John Manners-Bell, chief executive of logistics consultancy Transport Intelligence, admitted to delegates at the International Materials Handling Exhibition in Birmingham this week that “if there’s going to be a detrimental impact on the UK economy, this would mean diminished growth prospects for the UK logistics industry.
“However, for freight forwarders, Brexit will add layers of complexity to supply chains and create a greater focus on international routes.
“It will quite possibly boost exports, lead to more reefer services and create more demand for port- and airport-centric distribution, as there will be a migration of some pan-European supply chains to intercontinental supply chains,” he said.
However, the economic impact of the Brexit votes remains unclear, as does Britain’s future relationship with Europe.
Three different possible scenarios are on the table: the Norwegian model of European Economic Association membership; a free-trade deal with the EU without tariffs on goods and services; and a similar deal based on the WTO, which Prof Manners-Bell described as the “default setting”.
“It is the way the UK trades with every other country except the EU, and goods are subject to a certain level of tariffs. All three scenarios have implications for supply chains,” he said.
The industry likely to be most affected by the vote would be agriculture, he said, with imports accounting for around 40% of the UK’s food consumption.
“We are likely to see some very significant changes in this area, largely because many products we currently import from the EU under the Common Agricultural Policy are much cheaper in the global market. I would expect to see, for example, far more grain from the US being imported, which will mean more volumes for shipping lines and more reefer and perishable cargo.

* **Data segment**:
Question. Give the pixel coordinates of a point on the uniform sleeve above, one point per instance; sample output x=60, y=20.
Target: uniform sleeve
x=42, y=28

* **The exercise**:
Continue the article on Brexit and UK logistics, beginning directly after its final sentence.

* **Task result**:
“We are also likely to see more intensive logistics because the journeys are going to be longer and will require more organisation by freight forwarders,” he added.
However, he also warned that cross-Channel ferry freight movements could decline as a result.
Another sector likely to see significant change is automotive, which currently sees the UK running a £10bn annual trade deficit with EU trading partners, despite the fact that the UK exports some 70% of its production.
How this changes will largely depend on future tariff structure, said Prof Manners-Bell.
“In my mind, any future trade agreement would be tariff-free for automotive goods – it’s in German carmakers’ interests to retain the status quo– in fact, it’s in no one’s interest to have tariffs imposed.”
Currently some 30% of the UK’s automotive imports – mostly components – come from outside the EU and he claimed that the biggest challenge post-Brexit would be just-in-time movements.
Another area likely to see a big change will be customs: “I just cannot see the UK remaining part of the customs union without being part of the EU; it just doesn’t make sense,” he said.